Problem description – Rewrite all of the material below, replacing "planogram checker" with "facade survey" everywhere it occurs and keeping everything else the same. Leave the pictures out of your version.

Recorded information –
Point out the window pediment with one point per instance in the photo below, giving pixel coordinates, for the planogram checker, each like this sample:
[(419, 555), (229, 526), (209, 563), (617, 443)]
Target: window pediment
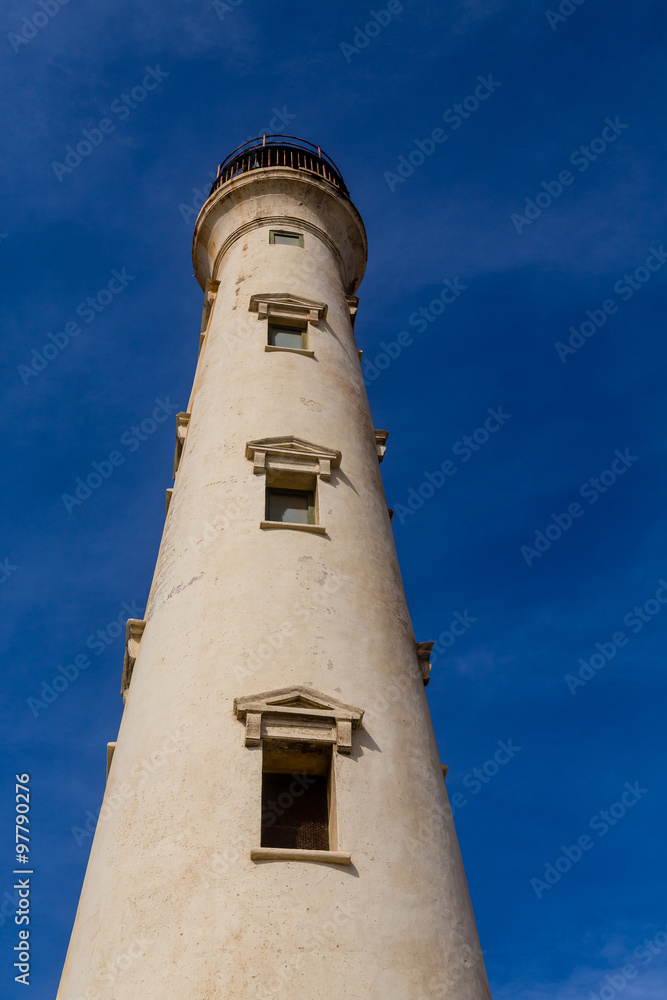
[(133, 633), (424, 657), (283, 306), (298, 714), (292, 454)]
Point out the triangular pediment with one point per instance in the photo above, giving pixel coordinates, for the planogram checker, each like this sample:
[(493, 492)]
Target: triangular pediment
[(292, 446), (277, 304), (303, 698)]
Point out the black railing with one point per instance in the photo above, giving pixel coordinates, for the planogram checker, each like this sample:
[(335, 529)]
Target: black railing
[(279, 151)]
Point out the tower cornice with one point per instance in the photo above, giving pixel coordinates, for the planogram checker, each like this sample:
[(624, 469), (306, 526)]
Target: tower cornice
[(280, 196)]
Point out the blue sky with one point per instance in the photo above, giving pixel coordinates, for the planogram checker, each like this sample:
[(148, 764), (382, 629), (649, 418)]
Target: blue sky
[(471, 545)]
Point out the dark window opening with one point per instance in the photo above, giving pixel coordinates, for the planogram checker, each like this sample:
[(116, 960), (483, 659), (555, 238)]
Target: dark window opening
[(295, 812), (287, 336), (296, 796), (290, 506), (288, 239)]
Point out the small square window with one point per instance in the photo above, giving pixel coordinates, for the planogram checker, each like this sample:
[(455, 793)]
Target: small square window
[(287, 239), (296, 796), (287, 336), (290, 506)]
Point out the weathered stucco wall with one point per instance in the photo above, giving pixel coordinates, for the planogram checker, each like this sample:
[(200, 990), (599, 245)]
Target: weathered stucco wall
[(235, 610)]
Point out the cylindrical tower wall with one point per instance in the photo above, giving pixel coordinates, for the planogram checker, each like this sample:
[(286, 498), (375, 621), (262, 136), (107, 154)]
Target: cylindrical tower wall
[(235, 610)]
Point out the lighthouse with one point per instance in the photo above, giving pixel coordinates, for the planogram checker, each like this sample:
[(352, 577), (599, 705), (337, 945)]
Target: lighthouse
[(276, 823)]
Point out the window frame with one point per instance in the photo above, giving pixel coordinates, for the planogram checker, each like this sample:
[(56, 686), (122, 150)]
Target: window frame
[(302, 330), (317, 761)]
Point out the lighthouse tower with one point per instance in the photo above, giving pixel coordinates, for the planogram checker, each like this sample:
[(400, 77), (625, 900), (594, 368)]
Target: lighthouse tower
[(276, 824)]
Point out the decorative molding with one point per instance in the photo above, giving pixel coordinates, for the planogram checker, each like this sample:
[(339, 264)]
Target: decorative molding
[(292, 454), (298, 854), (182, 422), (381, 443), (298, 714), (279, 222), (289, 350), (133, 633), (315, 529), (210, 293), (352, 305), (283, 306), (424, 657), (110, 749)]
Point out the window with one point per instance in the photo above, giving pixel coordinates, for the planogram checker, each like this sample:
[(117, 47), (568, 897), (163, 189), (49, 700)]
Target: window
[(287, 336), (290, 506), (302, 734), (288, 239), (296, 797)]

Exercise answer –
Point out the window pediment with one point per instance in the photo below, giving pixel coordinates, for the facade survey, each like this sample:
[(419, 555), (229, 526), (209, 563), (617, 443)]
Target: window pediment
[(133, 633), (424, 657), (283, 306), (298, 714), (292, 454)]
Point out the triangular pediment with one point per instance in the photo above, giving pixel coordinates, for the facade survey, each like this sample:
[(493, 492)]
Target: triangular pediment
[(292, 446), (277, 304), (303, 698)]
Point out the black railing with one point per instance in the photo above, giving pixel coordinates, for the facade survey, each like this sample:
[(335, 529)]
Target: black railing
[(279, 151)]
Point out the tower cornice with one point per instance in the photo above, giving pixel coordinates, for the facade survey, each like this sample:
[(624, 469), (306, 526)]
Target: tower cornice
[(280, 196)]
Point out the blue sky with one point per instance in the photo above, giving pixel coordinates, for the facade survey, each like this sample:
[(148, 764), (382, 629), (649, 418)]
Target: blue sky
[(471, 545)]
Point out the dark window opening with one point per instance in the photo above, giving pixel coordinates, for the facade survey, each like this sample:
[(116, 960), (483, 659), (555, 238)]
Target: dark window opening
[(295, 812), (287, 336), (296, 796), (290, 506), (288, 239)]
Point out the small square window with one point per instance in the photo above, giving pixel coordinates, for the facade survey, each like this sample:
[(455, 793)]
Target: small square window
[(287, 239), (296, 796), (287, 336), (290, 506)]
Point out the weathered stucco wall with one point per instance in the photo above, giving pixel coordinates, for the facade survey, each like this sample:
[(200, 990), (599, 245)]
Target: weathered stucco wall
[(235, 610)]
Point out the cylindrical tower wall with one point per instance in the photo above, giving pixel coordinates, for the facade survey, each like this sample:
[(286, 498), (375, 621), (262, 136), (107, 154)]
Target: cylindrical tower wall
[(235, 610)]
Point out the lighthouse with one point per instance in the photo above, giving pixel coordinates, for the facade survey, each like this sample:
[(352, 577), (599, 705), (337, 945)]
Target: lighthouse
[(276, 823)]
Point out the window frame with one point per instance in the photo above, giving pixel coordinates, for the facade survey, each like this sample:
[(56, 686), (122, 150)]
Target: window frame
[(302, 330), (317, 761)]
Point out the lighthouse tower with one point per instance in the photo above, giving pixel coordinates, for the facade survey, each like this sample:
[(400, 77), (625, 900), (594, 368)]
Target: lighthouse tower
[(276, 824)]
Point out the decorative molding with one point per instance in the photo above, giving pixel coordinates, for the facade survey, each like this sample:
[(339, 264)]
Target: decorative molding
[(292, 454), (298, 854), (182, 422), (381, 443), (298, 714), (279, 222), (289, 350), (133, 633), (315, 529), (210, 293), (352, 305), (283, 306), (424, 657), (110, 749)]
Point out the window with one point per instance in the photo above, giving pixel coordinates, for the facade survey, each like this sample:
[(117, 47), (568, 897), (163, 189), (49, 700)]
Target: window
[(287, 336), (290, 506), (302, 734), (288, 239), (296, 797)]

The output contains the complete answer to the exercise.